DATA PROVIDED:
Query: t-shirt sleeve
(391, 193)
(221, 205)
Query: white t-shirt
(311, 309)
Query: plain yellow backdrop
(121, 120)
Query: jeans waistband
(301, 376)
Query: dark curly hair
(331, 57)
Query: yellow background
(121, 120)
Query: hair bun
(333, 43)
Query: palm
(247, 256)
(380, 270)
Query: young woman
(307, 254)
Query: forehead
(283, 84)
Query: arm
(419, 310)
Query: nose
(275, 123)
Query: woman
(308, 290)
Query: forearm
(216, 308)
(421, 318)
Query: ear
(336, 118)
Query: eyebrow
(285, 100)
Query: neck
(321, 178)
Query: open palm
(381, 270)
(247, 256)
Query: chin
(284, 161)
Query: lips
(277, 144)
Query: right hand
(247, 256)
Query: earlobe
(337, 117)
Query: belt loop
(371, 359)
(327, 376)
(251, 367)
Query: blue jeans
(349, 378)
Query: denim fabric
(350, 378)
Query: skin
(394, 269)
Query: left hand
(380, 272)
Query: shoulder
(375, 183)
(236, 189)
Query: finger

WORK TO COMPLETE:
What is wanted is every line above, written out exactly.

COMPLETED EXERCISE:
Query: t-shirt sleeve
(391, 193)
(221, 205)
Query: white t-shirt
(311, 309)
Query: plain yellow backdrop
(121, 120)
Query: jeans waistband
(301, 376)
Query: dark curly hair
(331, 57)
Query: yellow background
(121, 120)
Query: hair bun
(333, 43)
Query: palm
(247, 256)
(380, 270)
Query: young woman
(307, 254)
Query: forehead
(283, 84)
Query: arm
(419, 310)
Query: nose
(275, 123)
Query: woman
(308, 290)
Query: forearm
(216, 308)
(421, 318)
Query: ear
(336, 118)
Query: eyebrow
(285, 100)
Query: neck
(321, 178)
Query: open palm
(381, 270)
(247, 256)
Query: chin
(284, 161)
Query: lips
(277, 144)
Query: right hand
(247, 256)
Query: earlobe
(337, 117)
Query: belt loop
(371, 359)
(327, 376)
(251, 367)
Query: blue jeans
(349, 378)
Query: denim fabric
(350, 378)
Query: skin
(394, 269)
Query: left hand
(380, 272)
Query: shoulder
(375, 183)
(236, 189)
Query: finger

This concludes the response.